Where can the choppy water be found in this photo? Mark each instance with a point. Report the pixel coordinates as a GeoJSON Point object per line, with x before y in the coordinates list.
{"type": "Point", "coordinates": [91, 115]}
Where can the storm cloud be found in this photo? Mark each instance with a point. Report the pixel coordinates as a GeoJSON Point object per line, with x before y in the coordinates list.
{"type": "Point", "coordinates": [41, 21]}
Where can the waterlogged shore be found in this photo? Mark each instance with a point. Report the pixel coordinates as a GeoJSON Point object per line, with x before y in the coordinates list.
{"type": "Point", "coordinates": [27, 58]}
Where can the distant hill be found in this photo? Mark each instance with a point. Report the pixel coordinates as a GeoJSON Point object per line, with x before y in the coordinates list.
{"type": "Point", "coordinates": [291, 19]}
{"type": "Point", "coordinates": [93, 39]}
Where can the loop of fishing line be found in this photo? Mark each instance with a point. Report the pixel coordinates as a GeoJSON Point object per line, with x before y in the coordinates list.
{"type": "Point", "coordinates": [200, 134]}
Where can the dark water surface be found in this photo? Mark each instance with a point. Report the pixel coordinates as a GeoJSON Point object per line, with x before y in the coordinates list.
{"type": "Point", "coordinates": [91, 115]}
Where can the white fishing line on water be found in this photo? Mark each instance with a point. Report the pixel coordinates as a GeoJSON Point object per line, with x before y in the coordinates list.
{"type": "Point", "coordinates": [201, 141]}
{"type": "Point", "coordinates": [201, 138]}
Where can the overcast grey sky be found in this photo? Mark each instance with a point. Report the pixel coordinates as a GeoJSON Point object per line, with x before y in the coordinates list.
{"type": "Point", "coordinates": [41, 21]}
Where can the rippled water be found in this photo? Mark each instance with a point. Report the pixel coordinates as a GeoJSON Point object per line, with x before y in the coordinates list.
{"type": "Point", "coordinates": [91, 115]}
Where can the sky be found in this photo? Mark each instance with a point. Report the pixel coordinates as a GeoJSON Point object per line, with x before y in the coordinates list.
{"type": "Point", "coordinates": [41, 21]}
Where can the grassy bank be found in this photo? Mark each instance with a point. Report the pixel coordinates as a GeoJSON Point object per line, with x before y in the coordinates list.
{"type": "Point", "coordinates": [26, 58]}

##############################

Prompt:
Copy all of the material above word for word, changing nothing.

Answer:
Where can the choppy water be found in this photo? Mark each instance with a point. Report the pixel coordinates as a GeoJSON Point object per line, with x before y in the coordinates list.
{"type": "Point", "coordinates": [91, 115]}
Where can the storm cloud be found in this photo? Mark each instance with a point. Report the pixel coordinates as a GeoJSON Point object per line, with x before y in the coordinates list.
{"type": "Point", "coordinates": [41, 21]}
Where can the waterlogged shore be found in this photo? Mark each instance with a point. Report the pixel coordinates as a GeoJSON Point object per line, with x before y in the coordinates list.
{"type": "Point", "coordinates": [27, 58]}
Where can the distant hill be found in this photo? Mark each instance with a point. Report the pixel coordinates as a GeoJSON Point object per line, with x before y in the coordinates list.
{"type": "Point", "coordinates": [291, 19]}
{"type": "Point", "coordinates": [93, 39]}
Where can the loop of fishing line be found in this photo? Mark each instance with a point. Report the pixel coordinates as a GeoJSON Point object per line, with x before y in the coordinates list.
{"type": "Point", "coordinates": [200, 134]}
Where can the dark water surface be found in this photo? Mark each instance with a point. Report the pixel coordinates as a GeoJSON Point object per line, with x before y in the coordinates list.
{"type": "Point", "coordinates": [91, 115]}
Where can the white fishing line on water be found in this photo? Mark each instance with a point. Report the pixel coordinates as a GeoJSON Point object per line, with x before y in the coordinates list.
{"type": "Point", "coordinates": [201, 141]}
{"type": "Point", "coordinates": [201, 138]}
Where can the overcast grey sky be found in this photo? Mark each instance with a point. Report the pixel coordinates as a GeoJSON Point object per line, with x before y in the coordinates list.
{"type": "Point", "coordinates": [41, 21]}
Where can the rippled water be found in this photo? Mark each instance with a point. Report the pixel coordinates as a GeoJSON Point object per line, with x before y in the coordinates list.
{"type": "Point", "coordinates": [91, 115]}
Where can the sky be found in this photo? Mark each instance with a point. Report the pixel coordinates as a GeoJSON Point object per line, with x before y in the coordinates list.
{"type": "Point", "coordinates": [41, 21]}
Where can the grassy bank be found in this photo? Mark each instance with a point. Report the pixel coordinates as a GeoJSON Point object per line, with x before y in the coordinates list.
{"type": "Point", "coordinates": [26, 58]}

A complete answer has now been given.